**Task description:**
Please rewrite every line of the material below, increasing each bounding box coordinate in the answers by 32 and leaving all other text unchanged.
==== Items
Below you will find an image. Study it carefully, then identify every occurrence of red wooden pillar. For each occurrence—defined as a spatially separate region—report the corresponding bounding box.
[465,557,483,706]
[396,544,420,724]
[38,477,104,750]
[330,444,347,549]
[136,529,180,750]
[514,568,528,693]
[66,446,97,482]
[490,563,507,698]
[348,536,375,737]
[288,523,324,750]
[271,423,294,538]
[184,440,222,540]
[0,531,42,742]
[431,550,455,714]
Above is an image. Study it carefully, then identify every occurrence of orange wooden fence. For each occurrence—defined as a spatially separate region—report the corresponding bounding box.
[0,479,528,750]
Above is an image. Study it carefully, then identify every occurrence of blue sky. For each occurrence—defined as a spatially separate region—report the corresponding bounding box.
========
**Written answer:**
Below you will find an image. Study it carefully, then identify every occurrence of red wooden pillar. For each occurrence—defined as a spatially separate region—report the corresponding bounding box.
[497,589,515,738]
[428,576,452,756]
[70,509,136,782]
[362,476,379,581]
[168,561,212,782]
[546,600,560,725]
[98,478,129,514]
[522,595,539,730]
[380,568,407,769]
[320,555,356,782]
[303,455,326,570]
[216,472,254,572]
[32,563,74,774]
[463,582,487,746]
Above is an image. Study it carefully, then identify every occurrence of orange wooden fence. For each occurrence—defined as a spatially separate region—report the corresponding bounding box.
[32,511,560,782]
Above is an image. Study it carefully, then identify every occurrence of blue sky. For each occurrence—defined as a spatially separate region—report the corresponding bounding box.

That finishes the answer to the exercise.